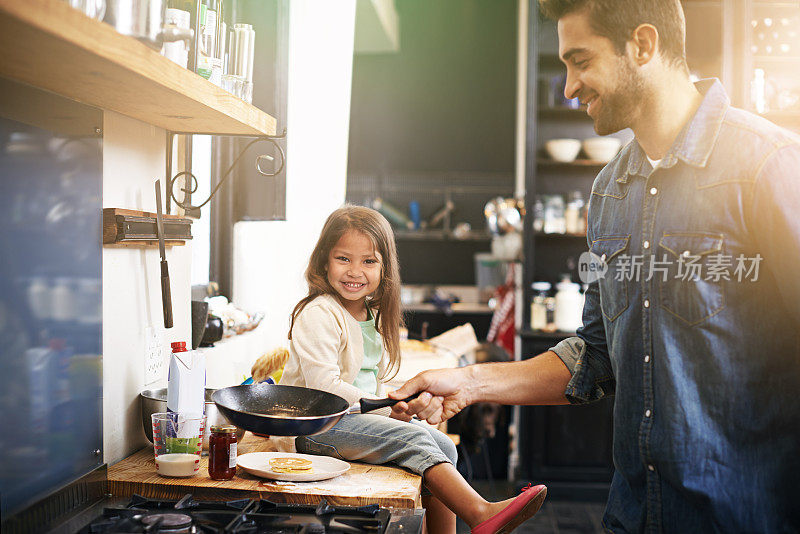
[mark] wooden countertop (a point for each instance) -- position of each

........

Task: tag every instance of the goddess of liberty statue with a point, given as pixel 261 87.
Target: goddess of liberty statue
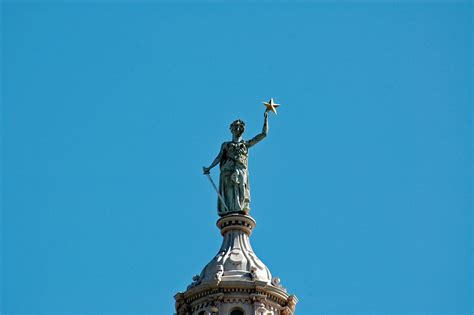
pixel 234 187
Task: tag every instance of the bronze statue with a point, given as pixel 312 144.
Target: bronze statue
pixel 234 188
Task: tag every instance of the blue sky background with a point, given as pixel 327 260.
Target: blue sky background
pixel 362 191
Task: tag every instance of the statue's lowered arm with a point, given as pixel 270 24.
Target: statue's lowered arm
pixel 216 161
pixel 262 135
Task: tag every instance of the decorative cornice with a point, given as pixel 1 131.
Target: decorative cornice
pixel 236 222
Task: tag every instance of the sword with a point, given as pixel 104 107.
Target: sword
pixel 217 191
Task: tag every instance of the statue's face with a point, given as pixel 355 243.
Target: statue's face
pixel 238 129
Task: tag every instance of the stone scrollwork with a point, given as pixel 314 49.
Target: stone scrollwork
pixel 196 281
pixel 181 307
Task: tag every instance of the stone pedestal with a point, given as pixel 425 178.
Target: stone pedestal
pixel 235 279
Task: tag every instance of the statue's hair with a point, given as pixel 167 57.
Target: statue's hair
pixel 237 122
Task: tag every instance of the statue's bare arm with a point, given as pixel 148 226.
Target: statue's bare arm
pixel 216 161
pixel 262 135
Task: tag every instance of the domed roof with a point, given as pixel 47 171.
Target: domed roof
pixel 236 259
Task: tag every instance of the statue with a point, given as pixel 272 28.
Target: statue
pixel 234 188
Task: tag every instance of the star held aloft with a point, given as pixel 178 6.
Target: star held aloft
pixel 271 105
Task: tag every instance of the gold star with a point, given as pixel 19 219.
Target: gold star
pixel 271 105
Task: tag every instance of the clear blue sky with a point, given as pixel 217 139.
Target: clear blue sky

........

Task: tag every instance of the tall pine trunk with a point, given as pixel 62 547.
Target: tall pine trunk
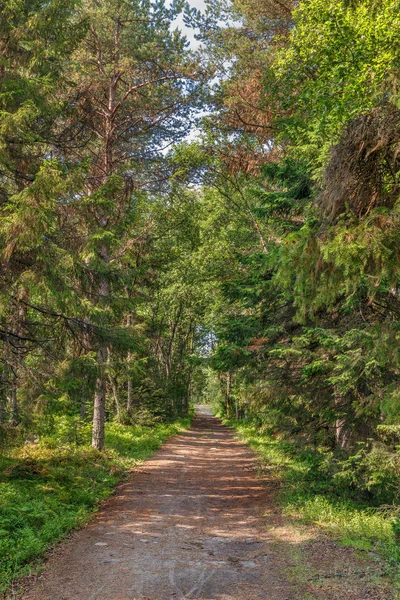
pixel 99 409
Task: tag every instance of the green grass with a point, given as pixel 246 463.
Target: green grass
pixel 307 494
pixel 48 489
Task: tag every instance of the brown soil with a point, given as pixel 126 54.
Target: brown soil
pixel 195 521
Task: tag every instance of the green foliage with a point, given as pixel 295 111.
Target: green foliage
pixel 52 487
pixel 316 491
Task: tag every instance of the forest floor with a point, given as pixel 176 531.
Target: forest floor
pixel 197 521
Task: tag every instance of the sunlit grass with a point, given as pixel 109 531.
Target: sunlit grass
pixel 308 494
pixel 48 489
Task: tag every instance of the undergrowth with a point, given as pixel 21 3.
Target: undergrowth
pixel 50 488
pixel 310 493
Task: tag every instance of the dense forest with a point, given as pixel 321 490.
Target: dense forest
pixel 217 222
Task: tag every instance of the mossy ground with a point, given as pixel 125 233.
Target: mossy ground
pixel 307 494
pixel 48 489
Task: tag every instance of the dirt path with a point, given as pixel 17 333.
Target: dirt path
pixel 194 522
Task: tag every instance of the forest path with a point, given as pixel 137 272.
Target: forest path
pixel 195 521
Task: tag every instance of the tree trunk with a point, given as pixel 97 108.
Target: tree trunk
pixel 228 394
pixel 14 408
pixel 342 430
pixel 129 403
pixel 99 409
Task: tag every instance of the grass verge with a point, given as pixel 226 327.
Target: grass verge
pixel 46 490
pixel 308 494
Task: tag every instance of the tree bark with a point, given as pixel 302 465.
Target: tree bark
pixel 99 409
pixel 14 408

........

やること -> 「Task: tag every instance of the green foliage」がある行から「pixel 217 222」がある行までを、「undergrowth」を「low shrubs」に入れ替えて書き直してください。ほかのところはそのままにしてください。

作業の結果 ->
Task: tag every instance of the green foliage with a point, given as pixel 295 111.
Target: green foliage
pixel 52 487
pixel 316 491
Task: tag every instance of the forest floor with a point, given as pixel 176 531.
Target: forest floor
pixel 197 521
Task: tag every instance of the sunlit grass with a point, given as pixel 109 531.
Target: sunlit grass
pixel 308 494
pixel 48 489
Task: tag every instance of the low shrubs with a point, given as pixel 21 3.
Target: low shrubs
pixel 50 488
pixel 310 493
Task: tag every instance of the dense forest with a point, given as pixel 321 490.
Target: dense forest
pixel 217 222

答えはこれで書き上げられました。